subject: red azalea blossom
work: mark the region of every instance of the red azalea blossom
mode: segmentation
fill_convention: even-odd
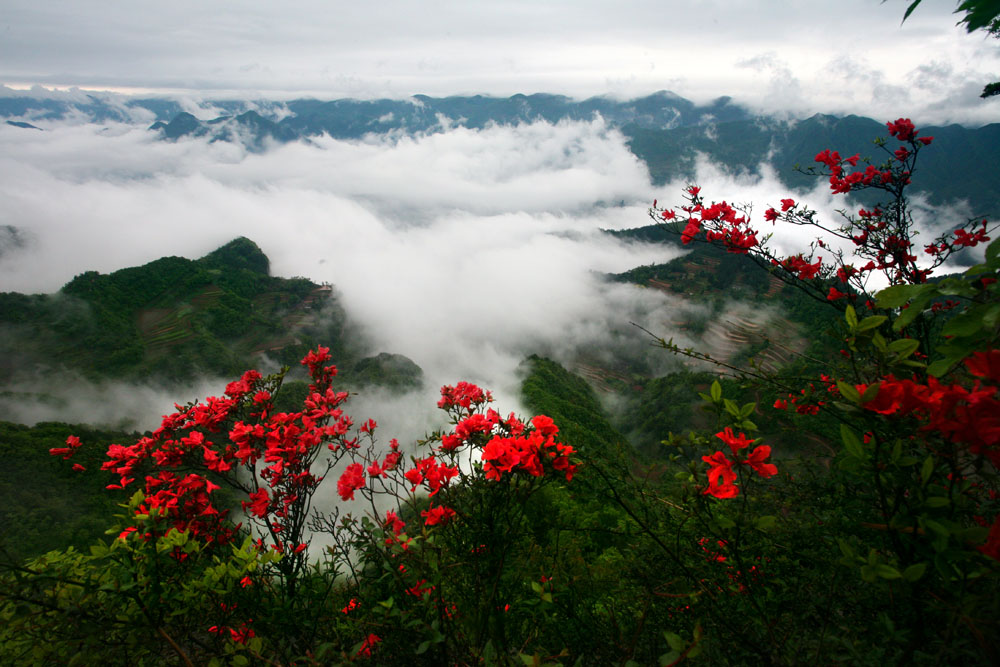
[[[729,449],[733,452],[733,456],[741,449],[749,447],[753,444],[753,440],[747,440],[746,434],[740,433],[738,436],[733,435],[733,429],[727,426],[723,431],[715,434],[715,437],[722,440],[722,442],[729,445]]]
[[[986,542],[976,548],[993,560],[1000,560],[1000,515],[993,519]]]
[[[422,511],[420,516],[424,517],[425,525],[438,526],[448,523],[448,521],[455,516],[455,510],[450,507],[438,505],[437,507],[431,507],[430,509]]]
[[[459,382],[454,387],[441,387],[441,400],[438,407],[444,410],[453,407],[470,408],[473,405],[482,405],[493,401],[493,395],[488,391],[483,391],[470,382]]]
[[[76,450],[80,448],[81,444],[82,443],[80,442],[80,438],[76,437],[75,435],[71,435],[66,438],[65,447],[53,447],[52,449],[49,450],[49,454],[51,456],[61,456],[63,457],[63,459],[68,460],[72,458],[74,454],[76,454]],[[74,467],[74,470],[75,469],[76,468]]]
[[[358,649],[357,655],[370,658],[372,656],[372,649],[375,647],[375,644],[378,644],[380,641],[382,641],[382,638],[378,635],[374,633],[369,634],[365,637],[365,641],[361,643],[361,648]]]
[[[702,493],[716,498],[733,498],[739,494],[739,488],[733,483],[736,481],[733,462],[725,454],[715,452],[711,456],[701,457],[701,460],[709,465],[708,486]]]
[[[360,463],[352,463],[337,480],[337,493],[343,500],[354,500],[354,492],[365,485],[365,472]]]
[[[773,477],[778,474],[778,467],[773,463],[764,463],[764,460],[771,455],[771,448],[768,445],[755,447],[744,463],[749,465],[761,477]]]

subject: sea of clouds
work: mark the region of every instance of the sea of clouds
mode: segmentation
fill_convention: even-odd
[[[274,275],[332,283],[376,351],[424,369],[419,392],[354,399],[358,420],[374,417],[387,435],[431,428],[437,388],[458,380],[493,389],[501,409],[518,409],[526,355],[569,364],[581,349],[611,349],[612,339],[621,346],[623,335],[638,349],[648,338],[629,322],[672,335],[673,314],[689,307],[602,279],[679,254],[601,230],[648,224],[653,199],[681,203],[685,184],[654,187],[625,138],[600,118],[320,137],[263,152],[165,142],[139,124],[40,125],[0,126],[0,228],[17,236],[0,252],[0,291],[53,292],[87,270],[197,258],[248,237]],[[695,180],[710,199],[755,202],[767,233],[764,208],[788,192],[771,169],[761,173],[733,175],[703,160]],[[844,206],[822,182],[807,198],[827,219]],[[811,238],[792,230],[774,243],[790,252]],[[218,393],[224,382],[205,379],[176,395],[74,380],[61,396],[47,382],[57,405],[7,399],[3,407],[28,423],[132,419],[150,428],[175,400]]]

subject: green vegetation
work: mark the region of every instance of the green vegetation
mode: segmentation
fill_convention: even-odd
[[[70,435],[87,447],[72,464],[49,455]],[[134,442],[135,433],[103,431],[80,424],[40,423],[34,427],[0,422],[0,549],[6,558],[23,561],[53,549],[85,549],[104,539],[108,517],[118,511],[117,497],[106,491],[101,470],[112,442]]]
[[[240,238],[199,260],[164,257],[108,275],[88,271],[53,295],[0,293],[8,389],[40,368],[169,382],[238,374],[262,355],[295,367],[320,343],[337,355],[352,386],[419,382],[420,369],[404,357],[365,356],[332,288],[268,271],[260,248]]]

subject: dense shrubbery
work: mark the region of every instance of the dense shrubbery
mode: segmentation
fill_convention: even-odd
[[[414,448],[352,422],[325,349],[280,408],[282,377],[247,372],[108,449],[111,485],[138,488],[110,540],[6,564],[0,656],[995,664],[1000,242],[927,281],[987,225],[915,250],[905,191],[931,138],[904,119],[888,129],[899,145],[878,144],[882,161],[817,155],[835,191],[881,205],[838,225],[791,199],[764,213],[816,229],[810,253],[774,254],[748,210],[695,186],[652,211],[827,307],[839,352],[785,374],[686,376],[686,402],[707,408],[693,430],[635,413],[665,429],[655,456],[620,445],[589,387],[544,359],[524,394],[555,421],[504,416],[459,383],[442,388],[449,425]],[[876,274],[889,287],[873,294]],[[52,453],[70,466],[86,451],[69,438]]]

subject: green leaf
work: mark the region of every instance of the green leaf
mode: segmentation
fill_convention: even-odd
[[[894,331],[902,331],[913,320],[917,319],[924,312],[924,306],[931,300],[932,294],[922,294],[910,302],[910,307],[899,314],[896,321],[892,323]]]
[[[915,563],[903,570],[903,579],[907,581],[918,581],[924,572],[927,571],[927,563]]]
[[[879,308],[899,308],[920,292],[923,286],[916,285],[893,285],[887,287],[875,295],[876,305]]]
[[[722,400],[722,385],[716,380],[712,383],[712,388],[709,389],[712,394],[712,402],[718,403]]]
[[[989,306],[983,314],[983,324],[988,328],[996,327],[997,320],[1000,320],[1000,303]]]
[[[951,505],[951,501],[944,496],[931,496],[924,501],[924,505],[927,507],[947,507]]]
[[[986,246],[986,261],[992,262],[997,257],[1000,257],[1000,238],[995,239]]]
[[[858,328],[858,313],[854,310],[854,306],[848,304],[847,310],[844,311],[844,319],[847,320],[847,326],[851,331]]]
[[[675,651],[683,651],[687,647],[687,642],[681,639],[681,636],[678,634],[673,632],[664,632],[663,637],[667,640],[667,643],[670,644],[670,648]]]
[[[905,359],[920,347],[920,341],[914,338],[900,338],[889,343],[889,351],[896,355],[897,359]]]
[[[848,384],[843,380],[837,380],[837,389],[840,390],[840,395],[851,403],[861,403],[861,393],[852,384]]]
[[[889,348],[886,345],[885,336],[877,331],[875,332],[875,335],[872,336],[872,345],[874,345],[875,348],[882,354],[887,354]]]
[[[757,519],[757,530],[763,530],[765,532],[774,528],[775,524],[778,523],[778,517],[766,515],[759,517]]]
[[[858,333],[882,326],[889,318],[885,315],[870,315],[858,322]]]
[[[542,585],[540,583],[538,583],[537,581],[532,581],[531,582],[531,590],[535,591],[536,593],[541,593],[542,592]]]
[[[949,535],[951,535],[951,531],[948,530],[947,526],[945,526],[944,524],[938,523],[937,521],[934,521],[933,519],[924,519],[924,526],[926,526],[927,528],[931,529],[932,531],[934,531],[935,533],[937,533],[941,537],[948,537]]]
[[[983,317],[977,312],[962,313],[948,320],[941,333],[945,336],[971,336],[983,328]]]
[[[840,440],[844,443],[844,447],[847,449],[847,453],[856,459],[866,459],[868,458],[865,454],[864,447],[861,445],[861,441],[858,440],[858,436],[854,434],[847,424],[840,425]]]
[[[927,373],[939,378],[950,371],[952,367],[958,363],[958,361],[958,359],[938,359],[927,367]]]
[[[740,408],[736,405],[736,401],[731,398],[722,399],[723,404],[726,406],[726,412],[731,414],[736,419],[740,418]]]
[[[429,641],[420,642],[420,645],[417,646],[417,650],[415,651],[415,653],[417,655],[423,655],[424,653],[427,653],[427,649],[429,649],[430,647],[431,647],[431,643]],[[522,658],[524,657],[523,653],[521,654],[521,657]],[[533,665],[535,663],[534,662],[527,662],[525,664],[526,665]]]
[[[740,408],[740,419],[746,419],[753,414],[753,411],[757,408],[756,403],[747,403],[742,408]]]
[[[671,651],[670,653],[664,653],[660,656],[659,662],[660,667],[667,667],[667,665],[672,665],[681,659],[680,651]]]
[[[899,573],[899,570],[894,568],[892,565],[886,565],[884,563],[879,563],[875,566],[875,573],[883,579],[901,579],[903,577],[903,575]]]
[[[928,456],[924,459],[924,464],[920,466],[920,481],[926,486],[934,473],[934,457]]]

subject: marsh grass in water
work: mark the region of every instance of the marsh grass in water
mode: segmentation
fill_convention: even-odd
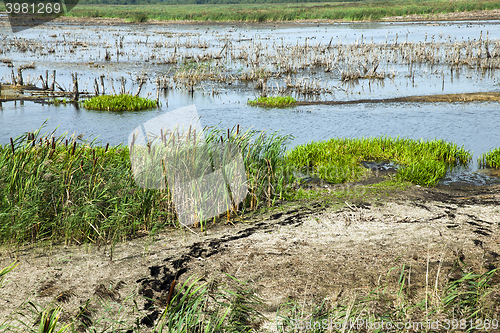
[[[490,150],[478,158],[479,166],[482,168],[500,169],[500,148]]]
[[[157,107],[156,101],[132,95],[102,95],[82,102],[86,109],[97,111],[140,111]]]
[[[288,179],[280,170],[289,138],[239,126],[206,130],[207,144],[231,142],[241,150],[248,193],[237,208],[270,206],[283,197]],[[9,244],[107,244],[178,226],[168,188],[135,183],[129,147],[41,129],[0,146],[0,220],[0,243]]]
[[[392,161],[400,165],[401,180],[434,186],[448,168],[466,165],[471,158],[463,147],[442,140],[335,138],[295,147],[288,152],[287,163],[326,181],[344,183],[366,175],[363,161]]]
[[[297,101],[291,96],[259,97],[248,101],[252,106],[285,107],[293,106]]]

**Task description**. Go through the entries above and say how many lines include the word "work". Give the number only.

**Response**. 6